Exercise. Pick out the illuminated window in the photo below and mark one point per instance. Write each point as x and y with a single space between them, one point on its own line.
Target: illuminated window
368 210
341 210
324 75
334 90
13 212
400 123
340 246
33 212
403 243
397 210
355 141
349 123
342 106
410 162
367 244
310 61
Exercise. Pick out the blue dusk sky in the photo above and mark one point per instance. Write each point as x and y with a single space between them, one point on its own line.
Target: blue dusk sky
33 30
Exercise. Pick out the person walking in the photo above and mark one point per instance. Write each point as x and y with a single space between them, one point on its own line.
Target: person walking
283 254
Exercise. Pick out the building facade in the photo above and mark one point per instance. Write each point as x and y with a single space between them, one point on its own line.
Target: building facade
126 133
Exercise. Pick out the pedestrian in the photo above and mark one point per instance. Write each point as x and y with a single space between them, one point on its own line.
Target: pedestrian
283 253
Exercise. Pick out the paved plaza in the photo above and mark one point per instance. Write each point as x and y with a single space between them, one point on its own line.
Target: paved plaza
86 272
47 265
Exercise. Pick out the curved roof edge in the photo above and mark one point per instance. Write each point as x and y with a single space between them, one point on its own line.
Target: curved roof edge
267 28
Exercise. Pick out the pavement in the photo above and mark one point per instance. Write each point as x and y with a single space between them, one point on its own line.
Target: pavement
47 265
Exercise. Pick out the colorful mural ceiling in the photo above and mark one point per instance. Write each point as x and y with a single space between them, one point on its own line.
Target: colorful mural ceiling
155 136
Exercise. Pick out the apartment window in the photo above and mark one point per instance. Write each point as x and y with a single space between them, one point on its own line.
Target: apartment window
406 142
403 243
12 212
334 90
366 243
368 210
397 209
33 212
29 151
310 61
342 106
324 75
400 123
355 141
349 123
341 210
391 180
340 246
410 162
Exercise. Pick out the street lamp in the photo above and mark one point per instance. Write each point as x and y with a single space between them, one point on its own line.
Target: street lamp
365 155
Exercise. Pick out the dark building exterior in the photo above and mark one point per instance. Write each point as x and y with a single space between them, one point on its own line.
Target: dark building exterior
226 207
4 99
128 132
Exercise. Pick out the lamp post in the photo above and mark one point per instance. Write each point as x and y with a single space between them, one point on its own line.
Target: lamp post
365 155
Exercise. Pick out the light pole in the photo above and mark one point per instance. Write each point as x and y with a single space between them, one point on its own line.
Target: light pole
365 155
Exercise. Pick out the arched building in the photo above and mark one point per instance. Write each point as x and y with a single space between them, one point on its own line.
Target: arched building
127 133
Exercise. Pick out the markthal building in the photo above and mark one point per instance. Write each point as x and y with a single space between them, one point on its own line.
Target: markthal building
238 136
# # # # # # #
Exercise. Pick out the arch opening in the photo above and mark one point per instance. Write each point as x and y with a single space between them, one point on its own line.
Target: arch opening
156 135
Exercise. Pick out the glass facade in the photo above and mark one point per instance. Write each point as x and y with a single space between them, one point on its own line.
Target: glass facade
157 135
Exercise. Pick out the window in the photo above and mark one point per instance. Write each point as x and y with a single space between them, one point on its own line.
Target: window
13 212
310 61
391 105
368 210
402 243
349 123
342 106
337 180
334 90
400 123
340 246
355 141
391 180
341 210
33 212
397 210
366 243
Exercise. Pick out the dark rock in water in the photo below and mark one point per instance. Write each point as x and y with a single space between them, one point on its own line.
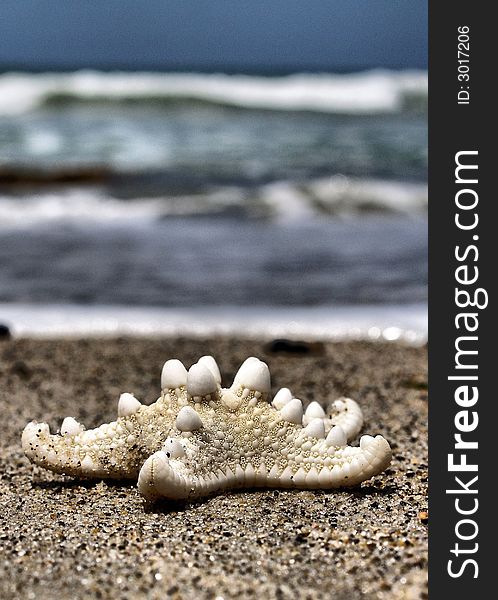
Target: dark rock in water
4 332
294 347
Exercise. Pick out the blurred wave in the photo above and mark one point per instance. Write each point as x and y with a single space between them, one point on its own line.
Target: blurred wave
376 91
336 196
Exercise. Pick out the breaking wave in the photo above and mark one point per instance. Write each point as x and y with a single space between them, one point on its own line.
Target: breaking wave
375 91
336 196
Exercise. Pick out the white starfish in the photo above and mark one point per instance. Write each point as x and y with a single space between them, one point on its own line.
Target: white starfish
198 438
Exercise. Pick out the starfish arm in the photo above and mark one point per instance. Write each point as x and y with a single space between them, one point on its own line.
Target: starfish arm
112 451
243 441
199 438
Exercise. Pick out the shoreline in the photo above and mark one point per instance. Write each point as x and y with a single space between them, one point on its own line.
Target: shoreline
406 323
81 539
# # # # # # #
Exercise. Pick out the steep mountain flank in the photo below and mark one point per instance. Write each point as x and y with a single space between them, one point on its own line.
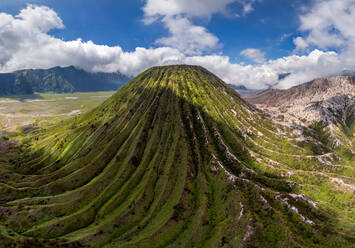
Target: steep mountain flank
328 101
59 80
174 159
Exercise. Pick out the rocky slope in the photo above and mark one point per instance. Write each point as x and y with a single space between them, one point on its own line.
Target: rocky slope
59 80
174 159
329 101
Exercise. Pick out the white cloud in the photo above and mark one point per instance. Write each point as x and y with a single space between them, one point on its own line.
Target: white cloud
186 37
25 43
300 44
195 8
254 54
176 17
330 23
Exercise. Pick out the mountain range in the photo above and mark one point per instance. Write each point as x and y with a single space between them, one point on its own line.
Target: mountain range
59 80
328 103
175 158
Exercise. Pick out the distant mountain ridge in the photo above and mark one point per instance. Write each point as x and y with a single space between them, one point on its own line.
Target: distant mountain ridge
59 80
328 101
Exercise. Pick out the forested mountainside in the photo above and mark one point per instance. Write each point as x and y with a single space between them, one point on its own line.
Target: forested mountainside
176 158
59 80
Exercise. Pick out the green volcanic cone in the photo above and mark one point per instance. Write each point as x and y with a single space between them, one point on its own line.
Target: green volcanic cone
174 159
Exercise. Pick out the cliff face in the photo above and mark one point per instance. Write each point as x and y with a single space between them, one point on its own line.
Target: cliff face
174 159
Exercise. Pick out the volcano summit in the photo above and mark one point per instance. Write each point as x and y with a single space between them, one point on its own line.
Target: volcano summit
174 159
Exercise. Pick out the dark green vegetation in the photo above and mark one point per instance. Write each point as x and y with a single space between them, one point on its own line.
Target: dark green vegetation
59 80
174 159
# # # # # # #
Directions for this task | List every line in the entries above that contains the word "green", treating uppercase and lowercase as different.

Solved problem |
Exercise. Pick out the green volcanic cone in the photo above and mark one point per instance. Write each point as x and y with a single space between them, one point on its own line.
Target: green volcanic cone
Exercise. Pick out the dark green vegetation in the photo above and mark one point per instance. Write each point as x and y with a single space between them, one point on its own line.
Target: dark green vegetation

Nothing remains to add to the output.